- Brief -
Look through the material below. Copy every line with the string "stack" in it.

- Source information -
******
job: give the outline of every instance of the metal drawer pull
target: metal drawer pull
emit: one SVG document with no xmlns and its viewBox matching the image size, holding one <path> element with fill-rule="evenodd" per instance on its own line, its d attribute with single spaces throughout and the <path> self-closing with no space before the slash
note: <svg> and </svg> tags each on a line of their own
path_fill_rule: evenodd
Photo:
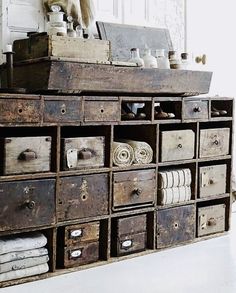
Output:
<svg viewBox="0 0 236 293">
<path fill-rule="evenodd" d="M 210 218 L 207 221 L 207 226 L 216 226 L 216 219 L 215 218 Z"/>
<path fill-rule="evenodd" d="M 121 243 L 121 248 L 123 249 L 129 249 L 132 247 L 133 241 L 132 240 L 125 240 L 124 242 Z"/>
<path fill-rule="evenodd" d="M 78 158 L 80 160 L 89 160 L 92 158 L 92 152 L 90 150 L 83 149 L 83 150 L 79 151 Z"/>
<path fill-rule="evenodd" d="M 35 208 L 36 203 L 33 200 L 27 200 L 25 202 L 25 205 L 28 209 L 33 210 Z"/>
<path fill-rule="evenodd" d="M 202 109 L 201 109 L 201 107 L 195 107 L 193 109 L 193 111 L 196 112 L 196 113 L 200 113 L 202 111 Z"/>
<path fill-rule="evenodd" d="M 79 258 L 82 256 L 82 250 L 79 249 L 79 250 L 72 251 L 70 256 L 71 258 Z"/>
<path fill-rule="evenodd" d="M 180 144 L 178 144 L 178 149 L 182 149 L 182 147 L 183 147 L 183 145 L 180 143 Z"/>
<path fill-rule="evenodd" d="M 76 238 L 76 237 L 81 237 L 83 235 L 83 230 L 82 229 L 78 229 L 78 230 L 74 230 L 70 232 L 70 236 L 72 238 Z"/>
<path fill-rule="evenodd" d="M 219 140 L 217 140 L 217 139 L 214 141 L 214 144 L 215 144 L 215 145 L 219 145 L 219 143 L 220 143 L 220 142 L 219 142 Z"/>
<path fill-rule="evenodd" d="M 142 189 L 141 188 L 135 188 L 133 190 L 133 194 L 136 196 L 140 196 L 142 194 Z"/>
<path fill-rule="evenodd" d="M 18 160 L 29 162 L 29 161 L 36 160 L 37 157 L 38 156 L 37 156 L 36 152 L 34 152 L 31 149 L 27 149 L 24 152 L 20 153 Z"/>
</svg>

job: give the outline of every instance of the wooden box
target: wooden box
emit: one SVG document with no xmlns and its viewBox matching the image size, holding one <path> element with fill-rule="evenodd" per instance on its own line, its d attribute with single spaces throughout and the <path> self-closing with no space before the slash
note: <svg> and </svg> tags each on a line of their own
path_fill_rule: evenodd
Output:
<svg viewBox="0 0 236 293">
<path fill-rule="evenodd" d="M 186 205 L 157 212 L 157 248 L 194 239 L 195 206 Z"/>
<path fill-rule="evenodd" d="M 198 208 L 198 237 L 225 231 L 225 204 Z"/>
<path fill-rule="evenodd" d="M 113 207 L 153 204 L 156 195 L 155 170 L 117 172 L 113 175 Z"/>
<path fill-rule="evenodd" d="M 193 159 L 195 134 L 192 130 L 161 132 L 161 162 Z"/>
<path fill-rule="evenodd" d="M 229 136 L 229 128 L 201 129 L 200 158 L 228 155 Z"/>
<path fill-rule="evenodd" d="M 224 194 L 226 192 L 227 166 L 213 165 L 199 168 L 199 197 Z"/>
<path fill-rule="evenodd" d="M 62 139 L 63 170 L 103 167 L 105 137 L 75 137 Z"/>
<path fill-rule="evenodd" d="M 50 171 L 51 141 L 50 136 L 3 138 L 3 174 Z"/>
<path fill-rule="evenodd" d="M 61 178 L 58 219 L 66 221 L 107 215 L 108 182 L 107 174 Z"/>
<path fill-rule="evenodd" d="M 55 180 L 0 183 L 0 231 L 52 225 Z"/>
<path fill-rule="evenodd" d="M 112 229 L 111 248 L 113 256 L 122 256 L 146 249 L 146 215 L 116 219 Z"/>
<path fill-rule="evenodd" d="M 183 103 L 183 119 L 208 119 L 209 102 L 208 101 L 185 101 Z"/>
<path fill-rule="evenodd" d="M 110 60 L 110 42 L 33 34 L 13 43 L 14 61 L 42 57 L 74 58 L 79 62 L 103 63 Z"/>
</svg>

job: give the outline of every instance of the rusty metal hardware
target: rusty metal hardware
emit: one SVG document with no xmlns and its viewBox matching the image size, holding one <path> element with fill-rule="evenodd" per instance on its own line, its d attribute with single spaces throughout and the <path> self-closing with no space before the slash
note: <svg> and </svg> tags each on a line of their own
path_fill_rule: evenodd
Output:
<svg viewBox="0 0 236 293">
<path fill-rule="evenodd" d="M 202 111 L 202 109 L 201 109 L 201 107 L 195 107 L 193 109 L 193 111 L 196 112 L 196 113 L 200 113 Z"/>
<path fill-rule="evenodd" d="M 82 236 L 83 236 L 83 229 L 70 231 L 71 238 L 77 238 L 77 237 L 82 237 Z"/>
<path fill-rule="evenodd" d="M 74 250 L 70 253 L 70 257 L 71 258 L 79 258 L 82 256 L 82 250 L 78 249 L 78 250 Z"/>
<path fill-rule="evenodd" d="M 215 145 L 219 145 L 219 140 L 216 139 L 216 140 L 214 141 L 214 144 L 215 144 Z"/>
<path fill-rule="evenodd" d="M 207 226 L 216 226 L 216 219 L 215 218 L 210 218 L 207 221 Z"/>
<path fill-rule="evenodd" d="M 178 149 L 182 149 L 183 146 L 182 146 L 182 144 L 180 143 L 180 144 L 178 144 L 177 147 L 178 147 Z"/>
<path fill-rule="evenodd" d="M 141 188 L 135 188 L 133 190 L 133 194 L 136 195 L 136 196 L 140 196 L 142 193 L 142 189 Z"/>
<path fill-rule="evenodd" d="M 79 151 L 78 158 L 80 160 L 89 160 L 92 158 L 92 152 L 88 149 L 83 149 L 83 150 Z"/>
<path fill-rule="evenodd" d="M 125 240 L 121 242 L 121 248 L 122 249 L 129 249 L 133 246 L 133 241 L 132 240 Z"/>
<path fill-rule="evenodd" d="M 35 208 L 35 205 L 36 205 L 36 203 L 33 200 L 27 200 L 25 202 L 25 206 L 30 210 L 33 210 Z"/>
<path fill-rule="evenodd" d="M 203 54 L 202 56 L 197 56 L 196 58 L 195 58 L 195 61 L 196 61 L 196 63 L 202 63 L 203 65 L 206 65 L 206 62 L 207 62 L 207 56 L 206 56 L 206 54 Z"/>
<path fill-rule="evenodd" d="M 26 149 L 25 151 L 20 153 L 18 159 L 21 161 L 27 161 L 27 162 L 33 161 L 37 159 L 37 154 L 31 149 Z"/>
</svg>

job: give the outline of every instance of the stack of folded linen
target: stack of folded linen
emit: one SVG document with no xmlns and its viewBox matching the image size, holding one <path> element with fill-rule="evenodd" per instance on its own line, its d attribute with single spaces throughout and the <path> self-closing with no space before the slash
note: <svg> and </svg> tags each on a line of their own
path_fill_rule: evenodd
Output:
<svg viewBox="0 0 236 293">
<path fill-rule="evenodd" d="M 158 173 L 158 204 L 167 205 L 191 200 L 191 170 L 178 169 Z"/>
<path fill-rule="evenodd" d="M 47 238 L 38 232 L 0 238 L 0 282 L 48 272 Z"/>
</svg>

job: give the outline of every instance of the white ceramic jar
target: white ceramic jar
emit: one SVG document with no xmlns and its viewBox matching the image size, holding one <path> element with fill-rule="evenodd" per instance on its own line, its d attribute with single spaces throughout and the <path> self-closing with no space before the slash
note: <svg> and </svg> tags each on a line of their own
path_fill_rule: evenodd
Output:
<svg viewBox="0 0 236 293">
<path fill-rule="evenodd" d="M 139 54 L 139 48 L 132 48 L 130 50 L 131 58 L 129 59 L 129 62 L 137 64 L 139 67 L 144 67 L 144 61 L 140 57 Z"/>
<path fill-rule="evenodd" d="M 155 52 L 155 57 L 157 60 L 157 67 L 160 69 L 170 69 L 170 61 L 167 56 L 165 56 L 165 49 L 157 49 Z"/>
<path fill-rule="evenodd" d="M 151 55 L 151 49 L 145 49 L 143 61 L 145 68 L 157 68 L 157 59 Z"/>
</svg>

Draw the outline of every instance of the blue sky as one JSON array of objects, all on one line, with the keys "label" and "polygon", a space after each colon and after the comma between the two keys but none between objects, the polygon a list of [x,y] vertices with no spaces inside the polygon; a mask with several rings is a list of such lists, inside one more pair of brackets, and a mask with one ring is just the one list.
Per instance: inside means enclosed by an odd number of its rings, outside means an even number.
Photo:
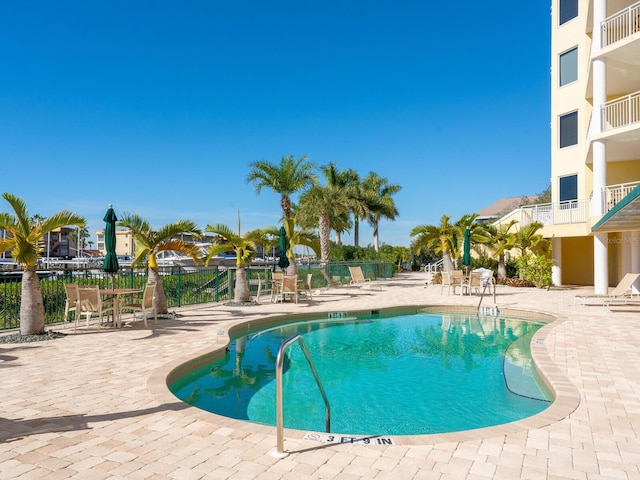
[{"label": "blue sky", "polygon": [[249,164],[306,154],[401,185],[380,239],[408,246],[549,183],[549,29],[507,0],[2,2],[0,191],[94,241],[108,204],[248,231],[280,217]]}]

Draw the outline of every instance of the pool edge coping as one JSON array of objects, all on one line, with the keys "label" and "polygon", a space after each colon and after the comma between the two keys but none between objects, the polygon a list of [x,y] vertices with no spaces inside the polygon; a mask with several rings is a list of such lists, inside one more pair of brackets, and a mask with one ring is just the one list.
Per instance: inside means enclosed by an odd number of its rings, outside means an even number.
[{"label": "pool edge coping", "polygon": [[[394,312],[394,311],[411,311],[411,310],[432,310],[437,312],[459,312],[469,313],[476,312],[473,307],[464,306],[452,306],[452,305],[405,305],[394,306],[376,309],[380,312]],[[361,312],[365,314],[371,312],[372,309],[363,310],[349,310],[349,313],[358,314]],[[261,425],[243,420],[237,420],[222,415],[218,415],[212,412],[206,412],[197,407],[193,407],[179,398],[177,398],[170,390],[170,379],[181,375],[185,371],[190,371],[197,364],[202,364],[205,361],[211,361],[224,354],[225,348],[229,345],[231,336],[242,328],[250,328],[251,325],[268,325],[277,323],[288,323],[295,320],[303,320],[305,318],[318,318],[322,314],[328,312],[313,312],[305,314],[284,314],[284,315],[266,315],[260,319],[251,320],[231,320],[230,324],[227,324],[227,329],[223,333],[218,334],[218,340],[222,340],[215,348],[208,347],[201,349],[189,356],[181,357],[171,362],[166,363],[162,367],[156,369],[147,380],[147,390],[152,394],[160,405],[173,406],[174,410],[180,410],[189,417],[205,421],[208,423],[215,423],[220,426],[221,429],[237,429],[247,430],[251,429],[252,432],[261,433],[267,436],[272,436],[274,439],[274,445],[276,441],[276,427],[270,425]],[[538,372],[540,378],[545,382],[545,385],[550,389],[554,395],[554,401],[542,412],[532,415],[530,417],[516,420],[509,423],[495,425],[491,427],[483,427],[472,430],[462,430],[457,432],[447,433],[433,433],[433,434],[421,434],[421,435],[388,435],[385,438],[392,438],[395,445],[401,446],[420,446],[420,445],[433,445],[438,443],[459,443],[465,441],[482,440],[491,437],[505,436],[508,434],[519,433],[537,428],[546,427],[552,423],[559,422],[571,413],[573,413],[580,404],[580,393],[578,389],[571,383],[566,374],[564,374],[556,363],[551,358],[547,351],[546,341],[554,328],[557,328],[568,319],[564,315],[553,315],[547,312],[534,311],[534,310],[518,310],[518,309],[502,309],[500,314],[514,315],[520,318],[536,318],[542,319],[544,317],[548,323],[540,328],[531,340],[531,355],[533,363]],[[285,321],[286,318],[286,321]],[[175,408],[179,407],[179,408]],[[325,434],[324,432],[309,432],[303,430],[285,429],[285,438],[303,439],[309,433]],[[348,436],[343,434],[343,436]],[[366,435],[353,435],[354,438],[377,438],[377,436]],[[325,445],[318,442],[319,445]]]}]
******
- Exercise response -
job: give the outline of every instance of the stack of folded linen
target: stack of folded linen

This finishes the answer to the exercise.